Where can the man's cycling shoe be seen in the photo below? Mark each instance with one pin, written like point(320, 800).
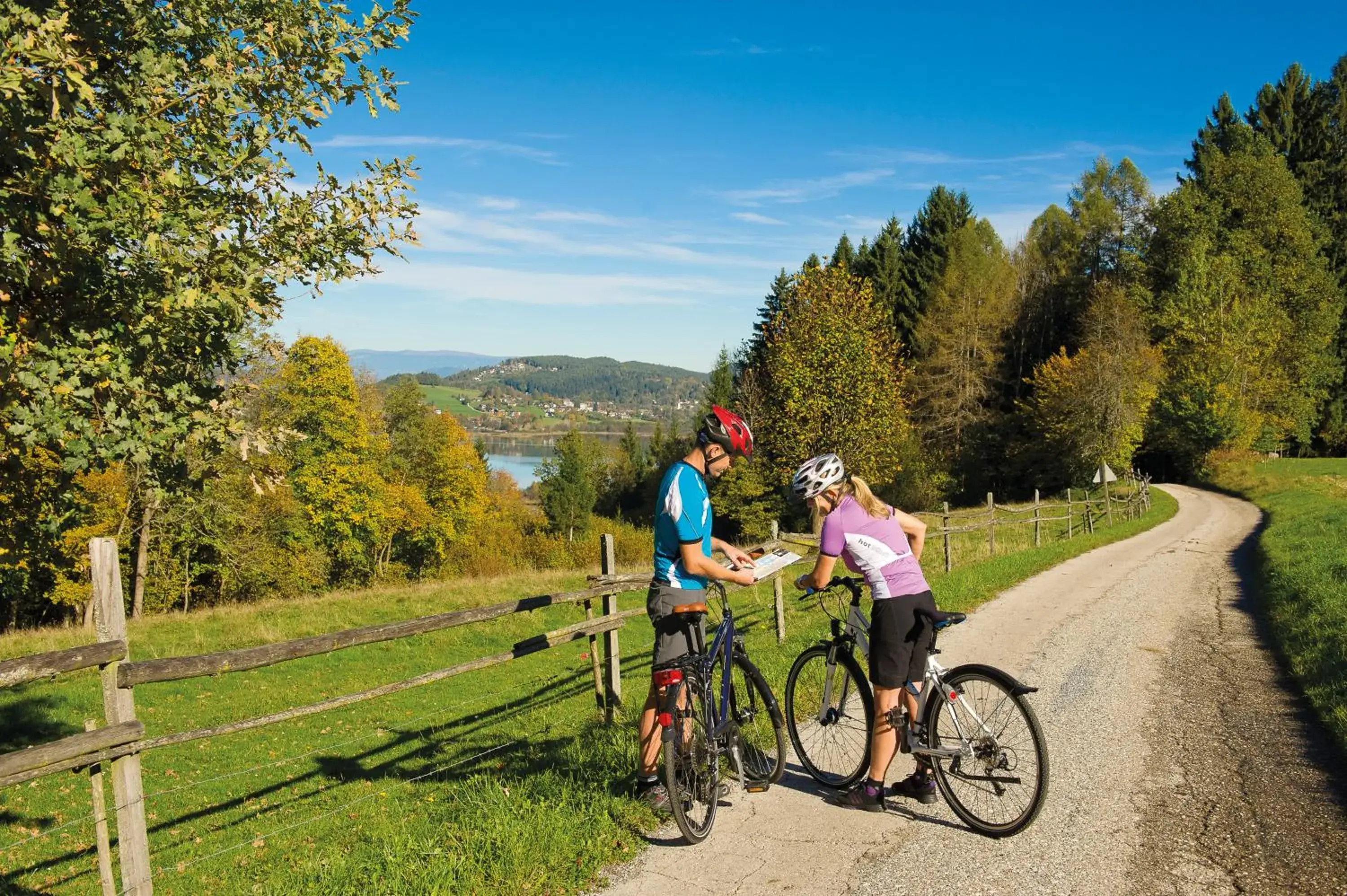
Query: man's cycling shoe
point(919, 787)
point(658, 798)
point(864, 795)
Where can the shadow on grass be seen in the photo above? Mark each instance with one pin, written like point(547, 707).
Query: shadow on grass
point(1314, 746)
point(29, 721)
point(410, 754)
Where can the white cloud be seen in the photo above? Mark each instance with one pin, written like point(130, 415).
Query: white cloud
point(468, 145)
point(578, 217)
point(806, 190)
point(467, 283)
point(1013, 224)
point(753, 217)
point(885, 155)
point(454, 231)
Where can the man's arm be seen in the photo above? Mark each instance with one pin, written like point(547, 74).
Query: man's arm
point(735, 554)
point(698, 564)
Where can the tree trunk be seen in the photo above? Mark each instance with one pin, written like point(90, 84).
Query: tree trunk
point(138, 602)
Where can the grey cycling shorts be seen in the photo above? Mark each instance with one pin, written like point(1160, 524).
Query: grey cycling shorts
point(673, 634)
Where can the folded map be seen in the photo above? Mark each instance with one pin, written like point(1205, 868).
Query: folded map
point(766, 564)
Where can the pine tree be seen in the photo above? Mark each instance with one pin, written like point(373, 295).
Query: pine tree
point(961, 341)
point(720, 388)
point(1245, 306)
point(881, 264)
point(926, 248)
point(844, 255)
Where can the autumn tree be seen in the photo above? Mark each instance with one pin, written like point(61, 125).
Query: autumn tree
point(153, 215)
point(569, 483)
point(1245, 307)
point(335, 467)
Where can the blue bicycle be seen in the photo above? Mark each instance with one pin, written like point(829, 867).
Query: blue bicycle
point(744, 729)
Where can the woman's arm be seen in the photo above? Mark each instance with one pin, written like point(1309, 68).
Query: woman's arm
point(698, 564)
point(915, 531)
point(821, 576)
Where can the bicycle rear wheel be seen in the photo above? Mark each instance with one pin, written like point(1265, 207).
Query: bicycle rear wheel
point(1000, 789)
point(760, 724)
point(830, 712)
point(691, 773)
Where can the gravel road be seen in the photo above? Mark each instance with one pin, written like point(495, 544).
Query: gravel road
point(1182, 759)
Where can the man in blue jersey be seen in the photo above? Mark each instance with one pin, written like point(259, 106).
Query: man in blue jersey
point(683, 564)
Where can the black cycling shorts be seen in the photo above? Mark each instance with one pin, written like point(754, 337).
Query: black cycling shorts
point(900, 639)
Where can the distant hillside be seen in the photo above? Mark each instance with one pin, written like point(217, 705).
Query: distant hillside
point(384, 364)
point(589, 379)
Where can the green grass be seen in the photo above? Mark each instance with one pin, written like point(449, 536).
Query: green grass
point(542, 814)
point(446, 398)
point(1303, 567)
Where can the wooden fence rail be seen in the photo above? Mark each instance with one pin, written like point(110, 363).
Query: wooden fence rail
point(122, 740)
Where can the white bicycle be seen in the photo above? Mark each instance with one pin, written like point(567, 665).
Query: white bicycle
point(977, 729)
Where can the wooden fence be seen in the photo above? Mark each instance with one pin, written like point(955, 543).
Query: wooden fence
point(122, 740)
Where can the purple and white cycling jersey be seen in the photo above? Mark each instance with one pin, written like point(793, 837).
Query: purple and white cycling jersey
point(876, 549)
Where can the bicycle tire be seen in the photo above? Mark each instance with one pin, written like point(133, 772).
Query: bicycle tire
point(1015, 744)
point(691, 769)
point(759, 719)
point(834, 751)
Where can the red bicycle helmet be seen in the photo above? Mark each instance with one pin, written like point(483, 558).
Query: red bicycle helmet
point(728, 430)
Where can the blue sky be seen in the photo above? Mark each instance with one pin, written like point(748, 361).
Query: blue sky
point(625, 180)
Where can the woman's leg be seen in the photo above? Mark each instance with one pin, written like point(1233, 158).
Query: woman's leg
point(884, 742)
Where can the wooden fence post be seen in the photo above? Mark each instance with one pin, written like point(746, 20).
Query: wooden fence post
point(778, 593)
point(613, 659)
point(100, 824)
point(599, 674)
point(992, 526)
point(119, 707)
point(945, 527)
point(1108, 502)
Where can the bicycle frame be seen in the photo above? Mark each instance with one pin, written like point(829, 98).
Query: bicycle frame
point(722, 646)
point(856, 630)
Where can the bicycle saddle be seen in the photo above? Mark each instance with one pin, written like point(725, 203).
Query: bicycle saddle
point(942, 620)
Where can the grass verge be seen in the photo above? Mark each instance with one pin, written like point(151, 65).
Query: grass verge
point(1303, 568)
point(502, 781)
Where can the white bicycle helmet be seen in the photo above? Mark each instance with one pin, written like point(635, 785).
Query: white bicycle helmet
point(817, 475)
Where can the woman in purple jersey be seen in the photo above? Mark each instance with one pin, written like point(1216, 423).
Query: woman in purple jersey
point(884, 545)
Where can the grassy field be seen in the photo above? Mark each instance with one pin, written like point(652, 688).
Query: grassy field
point(1303, 558)
point(446, 398)
point(500, 781)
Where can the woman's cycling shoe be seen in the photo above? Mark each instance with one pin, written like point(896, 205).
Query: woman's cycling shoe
point(865, 795)
point(919, 787)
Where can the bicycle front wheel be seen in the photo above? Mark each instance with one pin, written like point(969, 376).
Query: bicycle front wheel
point(762, 729)
point(1000, 781)
point(830, 713)
point(691, 773)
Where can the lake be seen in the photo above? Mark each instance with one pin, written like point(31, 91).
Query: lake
point(519, 457)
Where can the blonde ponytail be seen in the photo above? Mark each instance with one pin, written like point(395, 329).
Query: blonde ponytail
point(860, 491)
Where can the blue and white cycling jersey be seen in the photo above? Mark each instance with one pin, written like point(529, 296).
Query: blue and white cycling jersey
point(682, 517)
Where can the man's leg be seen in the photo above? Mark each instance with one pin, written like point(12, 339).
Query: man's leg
point(650, 733)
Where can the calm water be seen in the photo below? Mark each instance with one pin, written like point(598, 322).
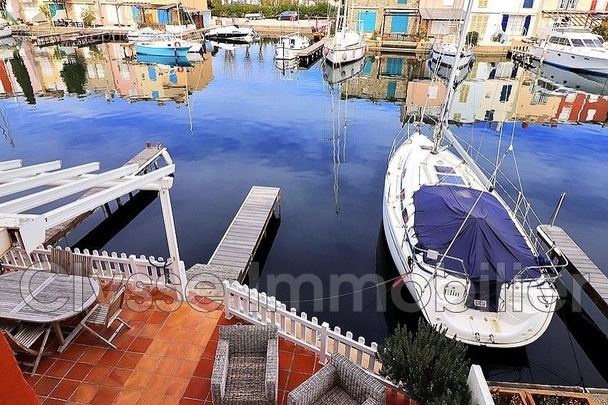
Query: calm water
point(248, 123)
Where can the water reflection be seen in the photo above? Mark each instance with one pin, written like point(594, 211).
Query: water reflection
point(489, 91)
point(252, 127)
point(164, 60)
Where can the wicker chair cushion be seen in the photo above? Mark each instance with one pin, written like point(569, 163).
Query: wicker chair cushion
point(337, 396)
point(245, 378)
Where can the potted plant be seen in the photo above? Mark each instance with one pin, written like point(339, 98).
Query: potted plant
point(88, 16)
point(503, 396)
point(430, 367)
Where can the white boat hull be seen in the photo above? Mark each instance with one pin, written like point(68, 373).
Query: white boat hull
point(339, 56)
point(527, 306)
point(594, 60)
point(344, 47)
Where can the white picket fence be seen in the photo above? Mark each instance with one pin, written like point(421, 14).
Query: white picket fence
point(139, 271)
point(258, 308)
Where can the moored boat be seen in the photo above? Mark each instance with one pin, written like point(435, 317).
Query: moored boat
point(232, 33)
point(444, 54)
point(467, 254)
point(288, 46)
point(346, 45)
point(572, 48)
point(163, 45)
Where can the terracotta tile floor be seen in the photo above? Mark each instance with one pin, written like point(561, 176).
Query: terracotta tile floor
point(165, 358)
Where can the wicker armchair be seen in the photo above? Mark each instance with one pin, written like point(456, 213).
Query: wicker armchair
point(246, 367)
point(339, 382)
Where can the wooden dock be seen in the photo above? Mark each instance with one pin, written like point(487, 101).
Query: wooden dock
point(234, 254)
point(145, 160)
point(593, 281)
point(77, 38)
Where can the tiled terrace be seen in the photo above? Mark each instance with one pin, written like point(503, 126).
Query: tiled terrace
point(165, 358)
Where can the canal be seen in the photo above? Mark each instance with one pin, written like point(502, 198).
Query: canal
point(235, 119)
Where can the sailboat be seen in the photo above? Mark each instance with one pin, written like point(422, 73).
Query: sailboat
point(346, 45)
point(470, 260)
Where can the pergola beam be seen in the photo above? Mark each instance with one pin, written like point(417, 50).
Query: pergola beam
point(113, 183)
point(69, 211)
point(47, 178)
point(10, 164)
point(46, 196)
point(29, 170)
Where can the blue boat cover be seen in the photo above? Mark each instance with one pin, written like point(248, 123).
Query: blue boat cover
point(489, 244)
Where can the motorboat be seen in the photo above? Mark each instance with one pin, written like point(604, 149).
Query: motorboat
point(233, 33)
point(179, 61)
point(333, 74)
point(572, 48)
point(465, 250)
point(142, 35)
point(444, 54)
point(163, 45)
point(346, 45)
point(288, 46)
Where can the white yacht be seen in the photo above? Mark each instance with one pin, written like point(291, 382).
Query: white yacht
point(572, 48)
point(346, 45)
point(466, 253)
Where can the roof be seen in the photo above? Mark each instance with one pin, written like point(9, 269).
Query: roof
point(577, 17)
point(186, 9)
point(473, 226)
point(441, 14)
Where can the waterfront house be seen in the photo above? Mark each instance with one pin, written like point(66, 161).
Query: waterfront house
point(389, 19)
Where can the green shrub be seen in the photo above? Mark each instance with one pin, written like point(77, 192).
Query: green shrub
point(269, 11)
point(430, 367)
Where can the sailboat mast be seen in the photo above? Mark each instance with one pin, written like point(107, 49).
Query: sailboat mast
point(443, 118)
point(338, 16)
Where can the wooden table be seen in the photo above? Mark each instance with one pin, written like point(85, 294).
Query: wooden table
point(44, 297)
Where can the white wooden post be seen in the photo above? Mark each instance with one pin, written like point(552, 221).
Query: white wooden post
point(165, 203)
point(323, 336)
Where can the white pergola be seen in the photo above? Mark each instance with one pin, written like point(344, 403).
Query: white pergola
point(45, 183)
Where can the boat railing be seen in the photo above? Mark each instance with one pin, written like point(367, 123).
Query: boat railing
point(411, 125)
point(441, 257)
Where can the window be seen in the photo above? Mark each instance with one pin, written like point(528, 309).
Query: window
point(567, 4)
point(515, 25)
point(505, 93)
point(479, 23)
point(464, 93)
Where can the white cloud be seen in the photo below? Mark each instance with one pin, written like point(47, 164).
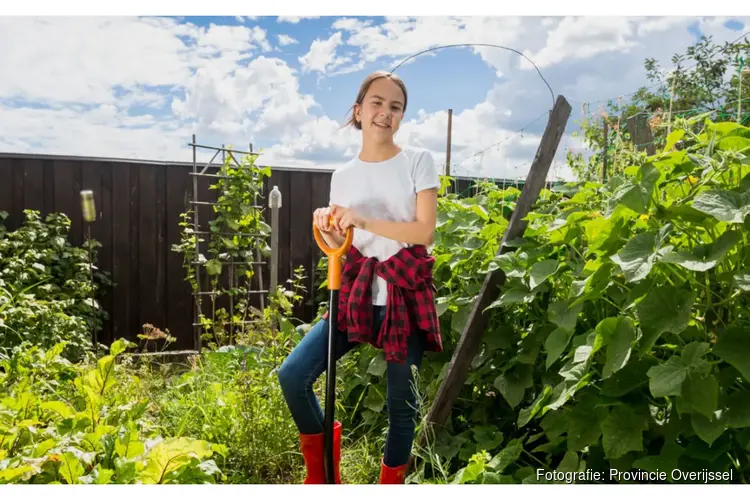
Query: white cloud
point(139, 87)
point(322, 55)
point(293, 19)
point(285, 40)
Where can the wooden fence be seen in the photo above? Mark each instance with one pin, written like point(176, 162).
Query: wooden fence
point(138, 214)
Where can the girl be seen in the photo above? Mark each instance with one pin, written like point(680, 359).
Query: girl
point(388, 195)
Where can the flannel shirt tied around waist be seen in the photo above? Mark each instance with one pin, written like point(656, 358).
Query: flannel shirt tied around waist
point(410, 307)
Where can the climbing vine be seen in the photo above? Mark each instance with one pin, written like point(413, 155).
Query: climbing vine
point(228, 250)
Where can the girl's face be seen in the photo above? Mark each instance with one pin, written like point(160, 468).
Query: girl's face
point(381, 111)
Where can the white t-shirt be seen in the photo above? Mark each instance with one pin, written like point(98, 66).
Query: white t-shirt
point(383, 190)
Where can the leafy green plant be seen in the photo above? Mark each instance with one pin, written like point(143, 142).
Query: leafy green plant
point(45, 287)
point(619, 338)
point(237, 238)
point(65, 423)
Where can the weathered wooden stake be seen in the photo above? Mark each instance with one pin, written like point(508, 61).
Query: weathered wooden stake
point(640, 134)
point(468, 345)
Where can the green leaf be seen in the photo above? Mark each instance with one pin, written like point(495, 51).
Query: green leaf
point(733, 347)
point(638, 256)
point(556, 343)
point(487, 437)
point(378, 364)
point(70, 468)
point(724, 205)
point(622, 432)
point(513, 383)
point(707, 429)
point(618, 335)
point(374, 400)
point(213, 267)
point(507, 456)
point(700, 394)
point(168, 456)
point(673, 138)
point(666, 460)
point(742, 280)
point(666, 379)
point(705, 257)
point(541, 271)
point(564, 314)
point(665, 308)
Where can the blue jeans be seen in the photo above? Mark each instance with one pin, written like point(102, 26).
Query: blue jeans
point(308, 361)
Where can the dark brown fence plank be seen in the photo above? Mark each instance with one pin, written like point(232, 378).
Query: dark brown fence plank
point(104, 235)
point(121, 305)
point(6, 189)
point(179, 301)
point(147, 256)
point(300, 251)
point(133, 324)
point(33, 184)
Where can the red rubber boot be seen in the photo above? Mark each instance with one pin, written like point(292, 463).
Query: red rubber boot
point(392, 475)
point(313, 450)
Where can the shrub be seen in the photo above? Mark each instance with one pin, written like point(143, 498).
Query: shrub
point(46, 287)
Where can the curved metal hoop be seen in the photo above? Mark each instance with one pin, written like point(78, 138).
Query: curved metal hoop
point(480, 45)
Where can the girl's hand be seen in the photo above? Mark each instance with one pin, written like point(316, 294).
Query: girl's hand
point(344, 218)
point(322, 219)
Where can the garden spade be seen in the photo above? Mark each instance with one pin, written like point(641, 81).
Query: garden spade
point(334, 285)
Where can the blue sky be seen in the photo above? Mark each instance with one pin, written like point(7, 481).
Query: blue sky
point(139, 87)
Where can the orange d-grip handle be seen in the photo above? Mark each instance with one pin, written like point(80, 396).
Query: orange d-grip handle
point(334, 255)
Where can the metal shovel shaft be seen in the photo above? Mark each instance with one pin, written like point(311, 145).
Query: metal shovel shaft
point(334, 283)
point(330, 400)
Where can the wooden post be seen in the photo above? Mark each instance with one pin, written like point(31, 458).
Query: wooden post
point(468, 345)
point(605, 151)
point(448, 146)
point(640, 134)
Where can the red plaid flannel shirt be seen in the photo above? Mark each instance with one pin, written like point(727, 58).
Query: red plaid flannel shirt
point(410, 308)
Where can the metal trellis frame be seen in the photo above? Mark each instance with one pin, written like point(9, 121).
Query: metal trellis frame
point(202, 170)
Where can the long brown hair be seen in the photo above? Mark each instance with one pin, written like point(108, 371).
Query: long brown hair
point(366, 86)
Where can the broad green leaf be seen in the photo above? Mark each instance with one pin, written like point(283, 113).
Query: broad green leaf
point(525, 415)
point(622, 432)
point(556, 343)
point(665, 308)
point(541, 271)
point(58, 407)
point(563, 314)
point(632, 376)
point(700, 394)
point(378, 365)
point(20, 473)
point(734, 143)
point(119, 346)
point(673, 138)
point(507, 456)
point(169, 456)
point(617, 335)
point(640, 254)
point(666, 379)
point(584, 426)
point(70, 468)
point(667, 460)
point(733, 347)
point(487, 437)
point(738, 410)
point(705, 257)
point(213, 267)
point(742, 280)
point(708, 430)
point(374, 400)
point(724, 205)
point(513, 383)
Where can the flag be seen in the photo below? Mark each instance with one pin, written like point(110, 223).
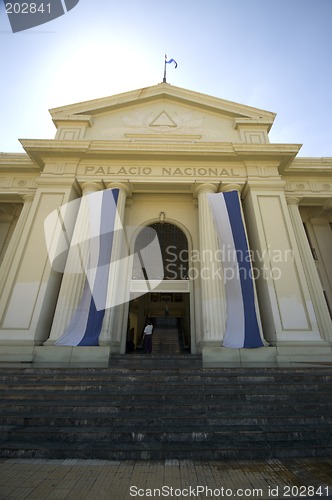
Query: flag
point(242, 322)
point(86, 322)
point(170, 61)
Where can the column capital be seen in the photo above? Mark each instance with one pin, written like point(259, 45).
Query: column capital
point(205, 188)
point(90, 187)
point(292, 200)
point(225, 188)
point(28, 198)
point(124, 186)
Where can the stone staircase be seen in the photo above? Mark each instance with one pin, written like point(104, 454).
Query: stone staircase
point(166, 339)
point(156, 408)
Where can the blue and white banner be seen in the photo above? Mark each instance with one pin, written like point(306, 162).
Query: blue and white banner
point(242, 323)
point(85, 325)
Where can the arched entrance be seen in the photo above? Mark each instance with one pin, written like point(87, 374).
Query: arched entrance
point(168, 305)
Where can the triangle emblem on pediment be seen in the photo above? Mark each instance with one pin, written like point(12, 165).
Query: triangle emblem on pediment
point(163, 120)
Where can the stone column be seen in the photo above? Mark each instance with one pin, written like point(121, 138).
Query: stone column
point(74, 274)
point(6, 265)
point(286, 306)
point(119, 280)
point(212, 289)
point(314, 284)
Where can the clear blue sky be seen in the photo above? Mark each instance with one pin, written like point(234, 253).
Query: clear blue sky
point(270, 54)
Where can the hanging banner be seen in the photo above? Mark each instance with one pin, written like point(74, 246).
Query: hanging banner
point(242, 324)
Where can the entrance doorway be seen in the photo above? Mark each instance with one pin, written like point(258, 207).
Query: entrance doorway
point(170, 316)
point(167, 306)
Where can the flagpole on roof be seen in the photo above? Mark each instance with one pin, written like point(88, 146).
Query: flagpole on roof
point(168, 62)
point(164, 79)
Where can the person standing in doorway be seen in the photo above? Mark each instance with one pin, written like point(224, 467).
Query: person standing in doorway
point(148, 337)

◇ ◇ ◇ ◇

- [Required work]: Leaving every picture behind, retype the entries above exactly, from the first line through the line with "Where can the man's arm", and stop there.

- [Answer]:
Where can the man's cycling shoe be seen in the photo below? Mark each instance with one pin, written like point(320, 800).
Query: man's cycling shoe
point(919, 787)
point(658, 798)
point(864, 795)
Where can the shadow on grass be seen in the photo above? Mark each instance with one pin, written like point(547, 707).
Query: shadow on grass
point(1314, 746)
point(29, 721)
point(410, 754)
Where can the white cloud be seen in the photo above? Mark each instance with one pin, written like point(130, 415).
Query: white cloud
point(468, 145)
point(578, 217)
point(806, 190)
point(467, 283)
point(1013, 224)
point(753, 217)
point(885, 155)
point(454, 231)
Where can the man's arm be seen in the photo above? Mark each instance with one pin, written like point(547, 74).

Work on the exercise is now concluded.